▶ Exercise requirements
Can you duplicate, word for word, the stretch from "# Sends the" through "print(html[:300])" in the web scraping tutorial below?

▶ Source passage
★ ★ ★ ★

Web Scraping In Python

15 minute read

Web Scraping using python

The goal of this post is to do Web Scraping in python and introduce basic NLP tasks like getting the word frequency.

The urllib and requests packages are used to scrape the data from websites. Scraping means getting the html content as text from a particular website. urllib is an old way of scraping. requests is the new way and it is more high-level, wherein, you don’t have to worry about low-level details of making a web request.

Secondly, as an example, we will scrape the book “Moby Dick” from project gutenburg’s website to find the most frequent word used in this book. The following packages are used in this notebook:

  • urllib
  • requests
  • bs4 (BeautifulSoup)
  • nltk

Performing HTTP requests in Python using urllib

# Import packages
from urllib.request import urlopen, Request

# Specify the url
url = "http://www.datacamp.com/teach/documentation"

# This packages the request: request
request = Request(url)

# Sends the request and catches the response: response
response = urlopen(request)

# Print the datatype of response
print(type(response))

# Extract the response: html
html = response.read()

# Print the html
print(html[:300])

# Be polite and close the response!
response.close()

<class 'http.client.HTTPResponse'>
b'<!doctype html>\n<html lang="en" data-direction="ltr">\n  <head>\n    <link href="https://fonts.intercomcdn.com" rel="preconnect" crossorigin>\n      <script src="https://www.googletagmanager.com/gtag/js?id=UA-39297847-9" async="async" nonce="i4J7+2OrFDkkGYXjF0p+Mok+0NGAg9N4nLY3DoRLywg="></script>\n     '

You have just packaged and sent a GET request to “http://www.datacamp.com/teach/documentation” and then caught the response. You saw that such a response is a http.client.HTTPResponse object. The question remains: what can you do with this response?

Well, as it came from an HTML page, you could read it to extract the HTML and, in fact, such a http.client.HTTPResponse object has an associated read() method.

Performing HTTP requests in Python using requests

Now that you’ve got your head and hands around making HTTP requests using the urllib package, you’re going to figure out how to do the same using the higher-level requests library. You’ll once again be pinging DataCamp servers for their “http://www.datacamp.com/teach/documentation” page.

Note that unlike in the previous exercises using urllib, you don’t have to close the connection when using requests!

# Import package
import requests

# Specify the url: url
url = "http://www.datacamp.com/teach/documentation"

# Packages the request, send the request and catch the response: r
r = requests.get(url)

# Extract the response: text
text = r.text

# Print the html
print(text[:300])

★ ★ ★ ★

▶ Dataset entries
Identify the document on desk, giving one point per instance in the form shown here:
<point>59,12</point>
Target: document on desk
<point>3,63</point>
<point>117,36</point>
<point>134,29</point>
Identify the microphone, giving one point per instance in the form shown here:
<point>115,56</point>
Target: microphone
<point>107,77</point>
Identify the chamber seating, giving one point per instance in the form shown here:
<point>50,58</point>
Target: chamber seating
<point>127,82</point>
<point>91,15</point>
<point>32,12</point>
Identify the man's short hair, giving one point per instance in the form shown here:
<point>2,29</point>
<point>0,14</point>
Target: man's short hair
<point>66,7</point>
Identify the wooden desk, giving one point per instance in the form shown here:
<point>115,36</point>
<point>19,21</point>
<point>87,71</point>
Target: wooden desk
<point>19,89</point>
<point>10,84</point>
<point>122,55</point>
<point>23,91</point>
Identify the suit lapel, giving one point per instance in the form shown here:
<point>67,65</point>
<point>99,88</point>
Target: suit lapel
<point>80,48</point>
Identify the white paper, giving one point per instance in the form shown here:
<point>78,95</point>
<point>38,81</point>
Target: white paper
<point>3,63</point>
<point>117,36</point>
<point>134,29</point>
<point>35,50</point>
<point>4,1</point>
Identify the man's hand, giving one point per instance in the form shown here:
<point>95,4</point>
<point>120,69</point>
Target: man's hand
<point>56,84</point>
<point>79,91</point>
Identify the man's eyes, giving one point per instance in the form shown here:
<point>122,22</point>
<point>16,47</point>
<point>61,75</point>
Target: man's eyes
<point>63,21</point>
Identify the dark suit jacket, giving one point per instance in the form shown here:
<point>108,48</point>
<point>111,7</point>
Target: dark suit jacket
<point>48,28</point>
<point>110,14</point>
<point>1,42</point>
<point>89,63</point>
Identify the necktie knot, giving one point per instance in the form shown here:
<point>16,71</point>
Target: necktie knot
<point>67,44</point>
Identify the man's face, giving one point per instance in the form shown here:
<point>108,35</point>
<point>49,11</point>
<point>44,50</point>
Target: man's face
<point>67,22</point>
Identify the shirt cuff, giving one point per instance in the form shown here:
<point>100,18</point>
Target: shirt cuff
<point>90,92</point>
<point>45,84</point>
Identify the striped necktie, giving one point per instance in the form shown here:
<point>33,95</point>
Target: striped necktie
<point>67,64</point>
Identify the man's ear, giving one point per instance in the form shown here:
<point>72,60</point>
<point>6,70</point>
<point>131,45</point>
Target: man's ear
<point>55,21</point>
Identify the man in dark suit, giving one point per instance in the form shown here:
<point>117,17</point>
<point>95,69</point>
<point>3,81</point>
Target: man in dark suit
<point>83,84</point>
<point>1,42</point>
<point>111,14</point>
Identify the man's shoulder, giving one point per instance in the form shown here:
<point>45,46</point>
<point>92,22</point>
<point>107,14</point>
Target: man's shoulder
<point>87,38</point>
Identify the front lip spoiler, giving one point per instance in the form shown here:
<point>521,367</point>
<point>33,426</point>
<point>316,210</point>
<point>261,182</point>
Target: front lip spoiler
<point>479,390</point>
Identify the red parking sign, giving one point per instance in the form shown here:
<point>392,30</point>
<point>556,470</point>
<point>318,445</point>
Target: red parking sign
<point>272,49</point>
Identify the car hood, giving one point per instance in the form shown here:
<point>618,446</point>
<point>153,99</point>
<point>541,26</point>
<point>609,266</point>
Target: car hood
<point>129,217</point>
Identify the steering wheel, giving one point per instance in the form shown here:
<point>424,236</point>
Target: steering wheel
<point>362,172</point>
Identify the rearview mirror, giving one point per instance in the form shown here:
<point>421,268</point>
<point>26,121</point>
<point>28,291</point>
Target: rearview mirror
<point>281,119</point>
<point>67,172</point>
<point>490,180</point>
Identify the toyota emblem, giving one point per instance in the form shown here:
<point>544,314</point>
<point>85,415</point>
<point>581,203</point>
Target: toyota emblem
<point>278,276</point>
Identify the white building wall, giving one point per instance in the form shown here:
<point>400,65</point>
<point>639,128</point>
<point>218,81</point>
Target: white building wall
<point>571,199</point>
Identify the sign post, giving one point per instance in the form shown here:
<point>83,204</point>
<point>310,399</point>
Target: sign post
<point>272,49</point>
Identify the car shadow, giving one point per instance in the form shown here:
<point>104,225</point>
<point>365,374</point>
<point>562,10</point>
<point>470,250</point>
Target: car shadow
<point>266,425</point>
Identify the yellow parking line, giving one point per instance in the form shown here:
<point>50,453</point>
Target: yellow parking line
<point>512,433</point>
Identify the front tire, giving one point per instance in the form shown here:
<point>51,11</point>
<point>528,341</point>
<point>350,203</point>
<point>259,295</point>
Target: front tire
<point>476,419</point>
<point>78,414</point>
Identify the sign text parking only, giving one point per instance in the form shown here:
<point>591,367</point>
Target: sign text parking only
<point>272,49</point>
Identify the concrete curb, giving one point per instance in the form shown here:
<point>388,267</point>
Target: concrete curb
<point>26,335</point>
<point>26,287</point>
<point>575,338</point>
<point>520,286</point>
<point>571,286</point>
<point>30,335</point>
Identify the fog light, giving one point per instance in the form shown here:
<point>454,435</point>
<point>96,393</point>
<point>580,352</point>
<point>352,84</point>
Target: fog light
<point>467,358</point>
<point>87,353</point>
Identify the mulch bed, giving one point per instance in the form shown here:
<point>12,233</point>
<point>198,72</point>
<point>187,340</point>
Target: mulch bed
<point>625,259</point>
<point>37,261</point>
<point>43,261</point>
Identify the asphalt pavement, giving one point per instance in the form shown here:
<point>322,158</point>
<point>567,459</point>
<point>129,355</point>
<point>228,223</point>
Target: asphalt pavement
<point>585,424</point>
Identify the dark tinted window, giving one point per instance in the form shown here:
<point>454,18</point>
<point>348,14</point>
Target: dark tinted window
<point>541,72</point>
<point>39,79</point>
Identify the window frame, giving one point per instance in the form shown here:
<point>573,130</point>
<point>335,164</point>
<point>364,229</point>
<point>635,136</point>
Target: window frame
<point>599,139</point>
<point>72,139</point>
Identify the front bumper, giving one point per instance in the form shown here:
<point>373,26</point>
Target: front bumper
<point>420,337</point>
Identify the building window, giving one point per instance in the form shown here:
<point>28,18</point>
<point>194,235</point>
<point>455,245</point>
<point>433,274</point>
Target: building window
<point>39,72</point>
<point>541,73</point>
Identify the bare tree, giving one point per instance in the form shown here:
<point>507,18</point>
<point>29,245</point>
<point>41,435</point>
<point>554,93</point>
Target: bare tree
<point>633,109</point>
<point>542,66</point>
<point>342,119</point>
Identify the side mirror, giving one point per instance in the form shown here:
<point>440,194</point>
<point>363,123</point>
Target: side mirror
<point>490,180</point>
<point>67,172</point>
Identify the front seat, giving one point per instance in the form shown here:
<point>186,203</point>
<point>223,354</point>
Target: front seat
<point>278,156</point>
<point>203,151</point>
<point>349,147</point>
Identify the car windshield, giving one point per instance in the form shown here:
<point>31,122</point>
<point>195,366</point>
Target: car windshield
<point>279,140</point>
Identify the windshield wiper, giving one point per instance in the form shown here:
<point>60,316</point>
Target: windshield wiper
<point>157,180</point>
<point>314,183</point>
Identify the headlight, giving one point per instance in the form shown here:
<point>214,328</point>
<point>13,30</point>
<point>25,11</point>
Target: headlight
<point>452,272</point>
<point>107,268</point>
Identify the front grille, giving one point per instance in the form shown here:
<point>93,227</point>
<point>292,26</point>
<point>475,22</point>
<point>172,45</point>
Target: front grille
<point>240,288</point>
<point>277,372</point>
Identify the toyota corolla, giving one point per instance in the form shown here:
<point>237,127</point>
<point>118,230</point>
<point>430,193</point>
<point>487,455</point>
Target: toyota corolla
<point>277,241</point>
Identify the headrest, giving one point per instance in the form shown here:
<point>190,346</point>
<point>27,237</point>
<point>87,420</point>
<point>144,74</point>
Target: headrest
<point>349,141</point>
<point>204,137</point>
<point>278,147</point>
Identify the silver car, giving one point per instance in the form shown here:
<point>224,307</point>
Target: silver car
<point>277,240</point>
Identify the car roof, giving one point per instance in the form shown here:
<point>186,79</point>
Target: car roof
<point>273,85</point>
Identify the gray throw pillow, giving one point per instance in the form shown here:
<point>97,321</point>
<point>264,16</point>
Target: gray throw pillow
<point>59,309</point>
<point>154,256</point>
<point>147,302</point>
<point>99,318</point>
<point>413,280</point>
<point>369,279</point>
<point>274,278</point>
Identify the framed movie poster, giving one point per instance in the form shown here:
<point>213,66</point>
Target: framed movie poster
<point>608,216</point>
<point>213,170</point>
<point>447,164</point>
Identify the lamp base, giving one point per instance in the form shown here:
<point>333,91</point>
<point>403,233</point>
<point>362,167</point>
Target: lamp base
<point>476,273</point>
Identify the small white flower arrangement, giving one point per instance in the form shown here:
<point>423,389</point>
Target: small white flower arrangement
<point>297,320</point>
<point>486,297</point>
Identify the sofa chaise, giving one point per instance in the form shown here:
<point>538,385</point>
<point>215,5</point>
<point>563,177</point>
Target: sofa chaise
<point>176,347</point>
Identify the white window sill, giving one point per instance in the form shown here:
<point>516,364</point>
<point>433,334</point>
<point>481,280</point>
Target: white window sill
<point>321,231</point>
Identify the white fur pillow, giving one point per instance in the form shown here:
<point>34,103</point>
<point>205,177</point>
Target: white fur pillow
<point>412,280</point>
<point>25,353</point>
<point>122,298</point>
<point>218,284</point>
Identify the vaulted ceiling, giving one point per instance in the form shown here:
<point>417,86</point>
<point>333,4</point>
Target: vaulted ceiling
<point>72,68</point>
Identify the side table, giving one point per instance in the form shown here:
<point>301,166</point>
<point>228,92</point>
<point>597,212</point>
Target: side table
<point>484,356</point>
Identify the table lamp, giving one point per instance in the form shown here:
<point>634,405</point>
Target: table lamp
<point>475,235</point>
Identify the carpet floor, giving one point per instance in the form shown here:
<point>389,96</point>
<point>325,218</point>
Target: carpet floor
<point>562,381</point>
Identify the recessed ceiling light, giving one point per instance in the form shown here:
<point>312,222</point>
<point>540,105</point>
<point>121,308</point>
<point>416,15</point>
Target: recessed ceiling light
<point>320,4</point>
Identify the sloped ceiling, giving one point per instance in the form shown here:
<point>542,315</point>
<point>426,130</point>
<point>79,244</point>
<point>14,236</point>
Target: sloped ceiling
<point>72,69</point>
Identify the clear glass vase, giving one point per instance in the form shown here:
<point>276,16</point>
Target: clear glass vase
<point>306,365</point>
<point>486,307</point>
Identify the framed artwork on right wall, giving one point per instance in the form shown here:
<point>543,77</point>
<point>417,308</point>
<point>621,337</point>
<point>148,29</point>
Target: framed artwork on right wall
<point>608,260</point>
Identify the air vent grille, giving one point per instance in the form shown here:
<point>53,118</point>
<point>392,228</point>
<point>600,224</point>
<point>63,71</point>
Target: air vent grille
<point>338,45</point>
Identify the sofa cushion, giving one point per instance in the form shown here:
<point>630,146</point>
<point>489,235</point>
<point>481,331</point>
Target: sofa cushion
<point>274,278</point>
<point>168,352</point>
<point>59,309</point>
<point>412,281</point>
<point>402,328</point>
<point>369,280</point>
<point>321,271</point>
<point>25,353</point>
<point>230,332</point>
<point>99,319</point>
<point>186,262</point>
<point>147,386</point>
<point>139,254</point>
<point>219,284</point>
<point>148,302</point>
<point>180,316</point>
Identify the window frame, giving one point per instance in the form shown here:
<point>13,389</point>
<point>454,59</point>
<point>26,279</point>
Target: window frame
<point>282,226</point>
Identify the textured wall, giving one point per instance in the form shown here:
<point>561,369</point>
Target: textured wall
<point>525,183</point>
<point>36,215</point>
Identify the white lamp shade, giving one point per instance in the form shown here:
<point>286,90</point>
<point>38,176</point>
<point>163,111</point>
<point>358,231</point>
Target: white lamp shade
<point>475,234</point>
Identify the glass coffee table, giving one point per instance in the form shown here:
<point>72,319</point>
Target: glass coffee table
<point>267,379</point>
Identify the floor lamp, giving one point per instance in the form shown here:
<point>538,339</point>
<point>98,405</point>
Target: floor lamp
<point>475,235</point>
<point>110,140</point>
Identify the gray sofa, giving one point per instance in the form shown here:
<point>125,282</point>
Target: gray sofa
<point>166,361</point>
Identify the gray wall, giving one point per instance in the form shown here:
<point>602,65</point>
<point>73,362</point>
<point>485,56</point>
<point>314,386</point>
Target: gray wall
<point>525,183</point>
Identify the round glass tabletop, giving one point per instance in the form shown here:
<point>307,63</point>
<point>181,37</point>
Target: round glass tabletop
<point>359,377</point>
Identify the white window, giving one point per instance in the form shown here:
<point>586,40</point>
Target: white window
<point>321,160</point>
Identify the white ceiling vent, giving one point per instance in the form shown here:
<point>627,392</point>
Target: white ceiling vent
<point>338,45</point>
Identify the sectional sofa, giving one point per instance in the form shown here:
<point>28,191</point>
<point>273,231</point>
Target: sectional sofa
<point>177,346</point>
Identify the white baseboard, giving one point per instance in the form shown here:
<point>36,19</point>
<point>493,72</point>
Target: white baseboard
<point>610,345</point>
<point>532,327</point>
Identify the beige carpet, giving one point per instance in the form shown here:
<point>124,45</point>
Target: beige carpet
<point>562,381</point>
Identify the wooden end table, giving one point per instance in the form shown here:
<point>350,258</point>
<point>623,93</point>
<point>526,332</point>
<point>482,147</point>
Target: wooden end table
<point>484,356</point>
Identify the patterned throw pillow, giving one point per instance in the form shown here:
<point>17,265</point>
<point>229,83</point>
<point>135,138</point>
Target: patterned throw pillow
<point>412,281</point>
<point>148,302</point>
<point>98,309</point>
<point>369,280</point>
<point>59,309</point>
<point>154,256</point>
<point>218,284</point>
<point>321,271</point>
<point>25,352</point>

★ ★ ★ ★

▶ Complete response
# Sends the request and catches the response: response
response = urlopen(request)

# Print the datatype of response
print(type(response))

# Extract the response: html
html = response.read()

# Print the html
print(html[:300])